** Jobs **
(1) List every category under which the symposium announcement is posted.
(2) Summarize the symposium announcement in two sentences.
(3) Write the next part of the symposium announcement, picking up after its final sentence.

# start of Passage to read

Posted in Anthropology, Arts, Communications/Media Studies, Live Events, Media Archive, Politics/Public Policy, United States on 2017-04-10 01:16Z by Steven

Skin Color and Politics Focus of Dan T. Blue Symposium

North Carolina Central University
Durham, North Carolina
2017-04-03


Yaba Blay

North Carolina Central University (NCCU)’s 2017 Dan T. Blue Symposium in Political Science will take place April 10-13 with a focus on “The Politics of Skin Color.”

The conference is hosted by Yaba Blay, Ph.D., holder of the Dan T. Blue Endowed Chair at NCCU. Blay is a nationally recognized researcher and ethnographer who uses personal and social narratives to explore issues of race, class and culture. All events during the symposium are free and open to the public.

“Light skin versus dark skin: Which is more socially advantageous? Regarded as more beautiful? Considered more Black? Treated more favorably by the law?” Blay asks. “These are not as much questions of personal opinion as they are issues of power and politics.”

# end of Passage to read
# start of Dataset excerpts

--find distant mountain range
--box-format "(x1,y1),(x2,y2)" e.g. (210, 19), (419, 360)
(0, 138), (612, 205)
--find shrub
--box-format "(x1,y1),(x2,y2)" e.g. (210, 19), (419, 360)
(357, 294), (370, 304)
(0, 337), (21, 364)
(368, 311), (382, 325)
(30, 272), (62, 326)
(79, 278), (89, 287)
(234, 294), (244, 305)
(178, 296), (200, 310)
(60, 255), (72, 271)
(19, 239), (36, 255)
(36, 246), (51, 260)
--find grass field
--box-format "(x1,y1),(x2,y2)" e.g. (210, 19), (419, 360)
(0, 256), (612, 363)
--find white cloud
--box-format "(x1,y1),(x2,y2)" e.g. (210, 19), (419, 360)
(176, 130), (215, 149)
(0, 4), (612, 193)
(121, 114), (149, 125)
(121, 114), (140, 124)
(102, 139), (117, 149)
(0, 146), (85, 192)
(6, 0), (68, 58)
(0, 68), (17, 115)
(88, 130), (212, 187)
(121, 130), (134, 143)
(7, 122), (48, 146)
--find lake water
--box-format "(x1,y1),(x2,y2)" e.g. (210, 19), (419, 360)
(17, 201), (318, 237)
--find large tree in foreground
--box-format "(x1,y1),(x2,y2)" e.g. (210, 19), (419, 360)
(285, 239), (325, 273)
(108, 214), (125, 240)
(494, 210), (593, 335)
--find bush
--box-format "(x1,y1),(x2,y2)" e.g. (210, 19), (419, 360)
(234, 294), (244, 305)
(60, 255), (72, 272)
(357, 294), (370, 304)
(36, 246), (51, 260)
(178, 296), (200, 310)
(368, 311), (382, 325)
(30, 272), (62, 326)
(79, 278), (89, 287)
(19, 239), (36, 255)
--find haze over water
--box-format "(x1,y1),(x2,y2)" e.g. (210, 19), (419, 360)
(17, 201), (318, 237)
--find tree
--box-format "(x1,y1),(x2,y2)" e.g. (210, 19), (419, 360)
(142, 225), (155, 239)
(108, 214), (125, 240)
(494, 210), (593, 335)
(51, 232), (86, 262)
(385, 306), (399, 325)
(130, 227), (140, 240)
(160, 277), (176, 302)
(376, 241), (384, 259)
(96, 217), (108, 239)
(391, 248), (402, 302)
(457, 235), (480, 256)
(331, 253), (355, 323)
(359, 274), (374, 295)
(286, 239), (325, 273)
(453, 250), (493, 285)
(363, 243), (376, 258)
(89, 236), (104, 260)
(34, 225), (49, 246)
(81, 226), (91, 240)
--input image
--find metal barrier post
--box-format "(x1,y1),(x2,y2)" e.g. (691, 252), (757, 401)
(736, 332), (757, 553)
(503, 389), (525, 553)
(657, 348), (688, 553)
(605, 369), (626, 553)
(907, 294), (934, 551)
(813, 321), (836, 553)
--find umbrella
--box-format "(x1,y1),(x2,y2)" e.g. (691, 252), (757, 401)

# end of Dataset excerpts

** Expected outputs **
(1) Anthropology; Arts; Communications/Media Studies; Live Events; Media Archive; Politics/Public Policy; United States

(2) North Carolina Central University's 2017 Dan T. Blue Symposium in Political Science, focused on "The Politics of Skin Color," will take place April 10-13 and is hosted by Yaba Blay, holder of the Dan T. Blue Endowed Chair at NCCU, with all events free and open to the public. Blay, a nationally recognized researcher and ethnographer, asks whether light or dark skin is more socially advantageous, more beautiful, more Black, or more favorably treated by the law, and treats these as issues of power and politics rather than personal opinion.

(3)
The symposium keynote event brings Blay on stage with CNN contributor and activist Michaela Angela Davis and Patrice Grell Yursik, whose online persona Afrobella is considered the godmother of brown beauty blogging, for a public conversation about colorism beginning at 6 p.m. on Thursday, April 13, at the A.E. Student Union.

Blay defines colorism as a discriminatory system of value based on skin tone that encourages people of color to opt for separation in place of unity. Photography from her 2013 book “(1)ne Drop: Shifting the Lens on Race,” will be on display April 10-13 in a pop-up exhibit at the NCCU Museum of Art, with an opening reception Tuesday, April 11, from 3 p.m. to 5 p.m.  Blay will present a lecture on her work immediately following the reception in the Hubbard-Totten Building Auditorium…

Read the entire article here.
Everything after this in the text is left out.